* [STATED TASK 1]:
Count the lines in the entries below that contain the string "window", and give only the number.

[start PASSAGE GIVEN]

By Mark Dominiak
Special to TelevisionWeek
Media planners are always looking to build innovations into their plans to better connect with target consumers. These days most planners are looking to new technology or media forms for that innovative silver bullet.
But sometimes innovations that help deliver messages to consumers in substantive ways can spring from surprisingly mundane places.
Two television dayparts often considered as afterthoughts can serve as opportunities for innovation in the mundane. Those dayparts are early morning and late fringe. With so much emphasis on prime time, sports, hot cable properties and streaming Web video, early morning and late fringe may be Rodney Dangerfields when it comes to getting respect, but in their own right can offer wonderful avenues in which to implement innovation in media plans.
Here are three sources of evidence of untapped efficacy in early morning and late fringe and by extension, their potential for innovation:
Have you ever gone through the exercise of running an MRI crosstab against your target, assessed the television dayparts included in the run and realized that just about every daypart had an index of under 100? How many were far below 100?
One thing that usually does become evident, and even more so when targets like busy parents or active young people are assessed, is that early morning and late fringe often will have the highest indices of the spectrum, on many occasions cracking the 100 index mark. In spot dayparts, late news performs similarly.

[end PASSAGE GIVEN]
[start ITEMS]

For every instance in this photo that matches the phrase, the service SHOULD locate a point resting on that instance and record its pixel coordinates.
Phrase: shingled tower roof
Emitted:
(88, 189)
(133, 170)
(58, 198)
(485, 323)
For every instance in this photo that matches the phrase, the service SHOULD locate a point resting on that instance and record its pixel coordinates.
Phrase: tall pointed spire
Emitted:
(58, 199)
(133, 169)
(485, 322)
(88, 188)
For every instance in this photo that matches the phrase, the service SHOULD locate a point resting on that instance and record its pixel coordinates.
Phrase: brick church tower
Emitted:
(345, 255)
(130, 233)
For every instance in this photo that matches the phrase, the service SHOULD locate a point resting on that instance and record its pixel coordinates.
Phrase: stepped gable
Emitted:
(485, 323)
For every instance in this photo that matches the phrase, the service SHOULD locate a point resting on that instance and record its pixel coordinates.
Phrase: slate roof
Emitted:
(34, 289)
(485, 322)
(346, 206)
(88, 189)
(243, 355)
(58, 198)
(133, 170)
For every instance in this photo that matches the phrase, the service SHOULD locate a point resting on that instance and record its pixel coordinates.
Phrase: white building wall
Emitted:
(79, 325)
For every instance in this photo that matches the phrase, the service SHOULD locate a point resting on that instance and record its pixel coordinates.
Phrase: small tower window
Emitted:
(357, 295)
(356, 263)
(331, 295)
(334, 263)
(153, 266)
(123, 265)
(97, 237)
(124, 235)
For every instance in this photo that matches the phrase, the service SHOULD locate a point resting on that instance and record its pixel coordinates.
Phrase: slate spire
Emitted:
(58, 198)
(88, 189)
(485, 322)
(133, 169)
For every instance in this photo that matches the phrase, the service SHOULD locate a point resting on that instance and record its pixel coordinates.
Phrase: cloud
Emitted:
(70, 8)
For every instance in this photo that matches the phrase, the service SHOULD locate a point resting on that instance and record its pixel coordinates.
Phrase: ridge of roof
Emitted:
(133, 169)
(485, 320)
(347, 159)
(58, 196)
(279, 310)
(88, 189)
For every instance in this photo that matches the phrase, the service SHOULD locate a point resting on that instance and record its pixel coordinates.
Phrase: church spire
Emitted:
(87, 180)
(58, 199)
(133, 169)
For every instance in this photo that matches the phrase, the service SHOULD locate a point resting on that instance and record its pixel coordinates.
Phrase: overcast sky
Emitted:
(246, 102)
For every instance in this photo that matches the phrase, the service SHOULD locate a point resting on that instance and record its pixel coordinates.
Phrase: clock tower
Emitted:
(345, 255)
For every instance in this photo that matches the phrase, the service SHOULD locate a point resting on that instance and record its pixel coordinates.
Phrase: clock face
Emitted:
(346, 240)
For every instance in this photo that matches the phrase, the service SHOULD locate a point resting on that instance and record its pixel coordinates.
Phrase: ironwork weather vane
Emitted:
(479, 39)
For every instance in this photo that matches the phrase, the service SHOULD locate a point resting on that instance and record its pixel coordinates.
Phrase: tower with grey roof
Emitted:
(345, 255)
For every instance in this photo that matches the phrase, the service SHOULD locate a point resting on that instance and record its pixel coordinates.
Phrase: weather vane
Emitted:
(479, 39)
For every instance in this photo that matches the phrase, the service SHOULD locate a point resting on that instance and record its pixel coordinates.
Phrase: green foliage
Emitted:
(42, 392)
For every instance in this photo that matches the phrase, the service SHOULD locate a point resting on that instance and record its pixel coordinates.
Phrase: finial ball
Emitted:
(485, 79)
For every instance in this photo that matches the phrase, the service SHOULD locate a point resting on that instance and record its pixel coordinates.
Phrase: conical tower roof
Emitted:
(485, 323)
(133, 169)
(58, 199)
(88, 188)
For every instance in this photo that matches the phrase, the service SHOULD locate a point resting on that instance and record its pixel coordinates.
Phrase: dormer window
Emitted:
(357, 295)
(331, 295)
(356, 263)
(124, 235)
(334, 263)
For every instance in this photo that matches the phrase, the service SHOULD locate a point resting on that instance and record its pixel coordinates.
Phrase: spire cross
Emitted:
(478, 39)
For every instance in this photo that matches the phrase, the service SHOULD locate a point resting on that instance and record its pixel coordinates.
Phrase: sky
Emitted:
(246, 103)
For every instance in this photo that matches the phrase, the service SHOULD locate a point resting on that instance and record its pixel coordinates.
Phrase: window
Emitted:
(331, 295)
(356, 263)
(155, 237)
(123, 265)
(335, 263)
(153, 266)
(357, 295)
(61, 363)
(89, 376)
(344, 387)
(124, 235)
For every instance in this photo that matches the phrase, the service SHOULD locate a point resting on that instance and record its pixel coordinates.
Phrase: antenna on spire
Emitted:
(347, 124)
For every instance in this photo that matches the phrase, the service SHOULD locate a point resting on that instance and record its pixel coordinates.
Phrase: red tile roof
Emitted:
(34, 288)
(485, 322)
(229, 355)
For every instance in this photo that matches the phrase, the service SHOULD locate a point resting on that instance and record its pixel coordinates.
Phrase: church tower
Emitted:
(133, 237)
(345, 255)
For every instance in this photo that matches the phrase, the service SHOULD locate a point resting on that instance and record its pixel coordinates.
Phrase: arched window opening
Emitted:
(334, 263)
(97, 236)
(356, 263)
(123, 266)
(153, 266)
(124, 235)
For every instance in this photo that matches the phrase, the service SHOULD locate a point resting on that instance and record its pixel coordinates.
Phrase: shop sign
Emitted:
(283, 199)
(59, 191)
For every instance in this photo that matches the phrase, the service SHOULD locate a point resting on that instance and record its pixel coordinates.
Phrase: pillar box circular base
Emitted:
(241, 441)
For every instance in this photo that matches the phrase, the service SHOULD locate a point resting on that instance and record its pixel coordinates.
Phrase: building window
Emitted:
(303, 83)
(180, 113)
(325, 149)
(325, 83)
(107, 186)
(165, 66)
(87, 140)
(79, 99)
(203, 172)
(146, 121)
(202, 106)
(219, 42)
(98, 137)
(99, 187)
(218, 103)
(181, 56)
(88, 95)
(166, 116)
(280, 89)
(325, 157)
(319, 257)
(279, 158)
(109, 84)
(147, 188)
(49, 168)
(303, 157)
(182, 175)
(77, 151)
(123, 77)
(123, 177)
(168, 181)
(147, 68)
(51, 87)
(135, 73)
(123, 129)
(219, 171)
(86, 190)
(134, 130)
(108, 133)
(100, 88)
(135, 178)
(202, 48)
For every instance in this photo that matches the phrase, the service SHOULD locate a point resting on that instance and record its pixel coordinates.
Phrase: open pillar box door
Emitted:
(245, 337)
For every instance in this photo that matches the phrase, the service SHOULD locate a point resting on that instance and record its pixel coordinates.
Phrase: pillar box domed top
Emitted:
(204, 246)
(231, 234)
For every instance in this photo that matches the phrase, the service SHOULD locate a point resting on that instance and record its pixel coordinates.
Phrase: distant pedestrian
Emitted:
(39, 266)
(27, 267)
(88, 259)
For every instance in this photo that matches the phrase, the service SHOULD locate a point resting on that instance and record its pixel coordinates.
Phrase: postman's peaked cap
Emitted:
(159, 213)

[end ITEMS]

* [STATED TASK 2]:
In the article on media planning above, shorten the paragraph beginning "Two television dayparts often considered" while keeping its main facts.

* [EXPECTED OUTPUT 1]:
5

* [EXPECTED OUTPUT 2]:
Early morning and late fringe are two television dayparts often treated as afterthoughts. They get little respect next to prime time, sports, popular cable properties and streaming Web video. Still, they can be strong avenues for innovation in media plans.